(Data records)

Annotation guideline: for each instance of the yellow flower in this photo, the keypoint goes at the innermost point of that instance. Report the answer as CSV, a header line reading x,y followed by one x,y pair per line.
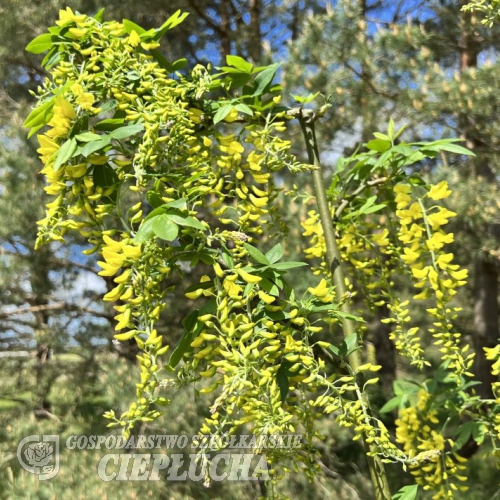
x,y
66,16
61,120
438,240
444,259
134,39
321,290
268,299
381,238
232,116
439,191
440,218
85,100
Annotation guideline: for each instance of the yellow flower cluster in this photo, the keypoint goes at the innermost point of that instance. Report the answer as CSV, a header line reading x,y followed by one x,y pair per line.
x,y
420,431
423,241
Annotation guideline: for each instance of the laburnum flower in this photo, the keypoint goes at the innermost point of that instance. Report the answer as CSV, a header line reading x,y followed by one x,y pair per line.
x,y
67,16
322,291
60,122
414,212
439,191
381,239
438,240
116,253
440,218
402,195
134,39
84,99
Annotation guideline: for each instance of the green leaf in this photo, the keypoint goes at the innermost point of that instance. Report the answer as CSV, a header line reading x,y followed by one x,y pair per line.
x,y
284,266
104,176
179,64
275,254
164,227
92,147
187,221
256,254
40,116
282,381
479,432
88,137
373,208
392,404
405,387
154,199
192,328
190,324
244,109
174,20
222,112
109,124
451,148
379,145
64,153
264,79
305,99
465,431
239,63
226,257
406,493
40,44
99,15
179,204
146,231
349,345
127,131
131,26
162,60
390,129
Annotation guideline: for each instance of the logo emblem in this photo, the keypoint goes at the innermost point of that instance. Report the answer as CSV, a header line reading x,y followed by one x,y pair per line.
x,y
39,455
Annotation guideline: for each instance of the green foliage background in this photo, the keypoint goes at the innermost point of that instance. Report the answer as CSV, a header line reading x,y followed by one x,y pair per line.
x,y
372,70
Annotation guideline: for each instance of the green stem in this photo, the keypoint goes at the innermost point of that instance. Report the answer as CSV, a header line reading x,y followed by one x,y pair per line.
x,y
334,261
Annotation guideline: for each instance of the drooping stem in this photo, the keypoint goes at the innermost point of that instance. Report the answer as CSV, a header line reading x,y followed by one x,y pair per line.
x,y
334,261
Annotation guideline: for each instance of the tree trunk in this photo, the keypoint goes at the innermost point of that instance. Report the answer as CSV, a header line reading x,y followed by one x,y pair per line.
x,y
225,26
255,47
486,273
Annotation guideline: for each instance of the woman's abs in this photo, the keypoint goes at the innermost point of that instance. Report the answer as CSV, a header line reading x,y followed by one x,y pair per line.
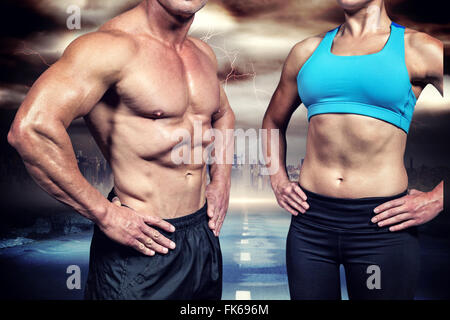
x,y
353,156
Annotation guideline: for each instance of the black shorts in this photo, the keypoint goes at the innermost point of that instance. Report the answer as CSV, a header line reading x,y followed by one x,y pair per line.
x,y
192,271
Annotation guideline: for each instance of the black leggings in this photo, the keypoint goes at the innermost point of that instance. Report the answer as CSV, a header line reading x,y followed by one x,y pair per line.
x,y
378,263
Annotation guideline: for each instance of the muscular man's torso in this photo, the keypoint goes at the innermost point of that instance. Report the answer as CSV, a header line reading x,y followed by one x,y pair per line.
x,y
355,156
162,93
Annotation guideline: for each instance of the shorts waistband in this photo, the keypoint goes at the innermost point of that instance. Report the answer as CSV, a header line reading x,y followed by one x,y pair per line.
x,y
183,222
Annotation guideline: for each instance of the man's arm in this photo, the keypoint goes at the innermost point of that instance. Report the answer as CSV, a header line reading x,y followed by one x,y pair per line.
x,y
68,90
283,104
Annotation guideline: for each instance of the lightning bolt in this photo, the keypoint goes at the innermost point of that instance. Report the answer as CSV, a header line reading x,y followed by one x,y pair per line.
x,y
27,51
232,57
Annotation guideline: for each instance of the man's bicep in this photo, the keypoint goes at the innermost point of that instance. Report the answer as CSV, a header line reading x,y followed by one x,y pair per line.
x,y
71,87
62,94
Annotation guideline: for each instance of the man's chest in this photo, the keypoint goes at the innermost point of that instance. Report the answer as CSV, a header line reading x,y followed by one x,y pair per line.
x,y
162,84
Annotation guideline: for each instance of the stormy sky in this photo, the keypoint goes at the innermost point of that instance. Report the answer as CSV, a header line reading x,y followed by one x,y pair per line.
x,y
251,40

> PROBLEM STATEMENT: The pictures should not be reproduced; quote all of the other material exactly.

> COMPLETE OUTPUT:
Annotation guideline: for each instance of the yellow flower in this photo, the keypoint goes at the innermost point of that instance. Report the answer as CSV, a header line reading x,y followed by one x,y pair per line.
x,y
66,16
61,120
438,240
444,259
134,39
321,290
268,299
381,238
232,116
439,191
440,218
85,100
Annotation guideline: for each instance of the yellow flower cluster in this photo, the keypoint goes at the innermost point of that instance. Report the answer as CSV, a header line reading x,y followed by one x,y pair per line.
x,y
420,431
423,241
Annotation guideline: for each instance of the laburnum flower in this photo, the keypoint goes at the innermost point of that instance. Report the answer as CSV, a header line reading x,y followed by one x,y pair per line.
x,y
67,16
322,291
60,122
414,212
439,191
381,239
438,240
116,253
440,218
402,195
134,39
84,99
Annotation guideline: for each instance of the green leaf in this photo, the keypoint goes at the innermost point of that instance. Report the answer as CSV, a header line reading x,y followed by one x,y pair per line.
x,y
284,266
104,176
179,64
275,254
164,227
92,147
187,221
256,254
40,116
282,381
479,432
88,137
373,208
392,404
405,387
154,199
192,328
190,324
244,109
174,20
222,112
109,124
451,148
379,145
64,153
264,79
305,99
465,431
239,63
226,257
406,493
40,44
99,15
179,204
146,231
349,345
127,131
131,26
162,60
390,129
Annotation guideline: for each instance of the logo emblem in this photo, the keypoint goes at the innermost point of that instance. Report the answer as CSV, a header line reading x,y followed by one x,y pair per line.
x,y
39,455
Annotation guideline: for each instance of the green foliage background in this photo, the keypoint goes at the innermost point of that instance. Report the answer as CSV, a header line reading x,y followed by one x,y pair per line.
x,y
372,70
Annotation guideline: for each instance of the green stem in this photo, the keypoint goes at the innermost point of that instance. Report the answer as CSV, a header line reading x,y followed by one x,y pair per line.
x,y
334,261
Annotation guideline: for each instance of the drooping stem in this photo, the keypoint goes at the innermost point of that instance. Report the answer as CSV, a header line reading x,y followed by one x,y pair per line.
x,y
334,261
Annotation guideline: for each instance of the tree trunk in this photo, the keypoint goes at the innermost point of that instance. Report the answer as CSV, a header line reading x,y followed by one x,y pair per line.
x,y
225,26
255,47
486,273
Annotation guideline: for each instance of the woman's abs in this photo, the keypoint goes at the innermost point of that instance. Report the answer as CSV, a header line reading x,y followed by one x,y pair per line.
x,y
353,156
Annotation guideline: for each instance of the black shorts in this photo, the keypoint goes at the innermost point of that instance. Report the answer as CSV, a header line reading x,y followed by one x,y pair per line.
x,y
192,271
Annotation guideline: for each instance of the black leggings in this photo, the keypoint goes at the innermost point of that instance. Report the answer as CSV, a header line reading x,y followed by one x,y pair per line.
x,y
378,263
Annotation guideline: for each instance of the muscular man's torso in this photo, the keypoint goes at the innermost point of that instance. Report the answer as CSV, a header line reading x,y followed by one x,y pair per line.
x,y
355,156
162,93
Annotation guideline: for each instance of the shorts waistband in this photo, the keypoint goes at the innermost point of that instance. Report the answer as CSV, a header line reading x,y followed by one x,y pair per line.
x,y
183,222
Annotation guideline: for each instance of the man's arm in this photo, the keypoint goes at the innermost point of that instance. Report the answer as CSV, a header line reading x,y followed by one x,y pair per line.
x,y
68,90
283,104
Annotation guideline: for each instance of the lightning bolt in this photo, the keypoint goes at the innermost point of that instance. Report the answer as CSV, a header line reading x,y followed by one x,y pair per line.
x,y
27,51
232,57
Annotation guideline: for each instance of the man's bicep in this photo, the keypoint goes at the innermost point of that instance. Report the answer as CSV, a header line reading x,y followed by one x,y pair per line.
x,y
71,87
62,94
Annotation guideline: for each instance of the man's chest in this photo, the keypoint goes at the innermost point of that instance. Report the answer as CSV, a header line reading x,y followed by one x,y pair per line.
x,y
162,84
Annotation guideline: for each instance of the stormy sky in this photo, the keypoint goes at the innermost point of that instance. Report the answer as CSV, a header line reading x,y followed by one x,y pair per line.
x,y
251,40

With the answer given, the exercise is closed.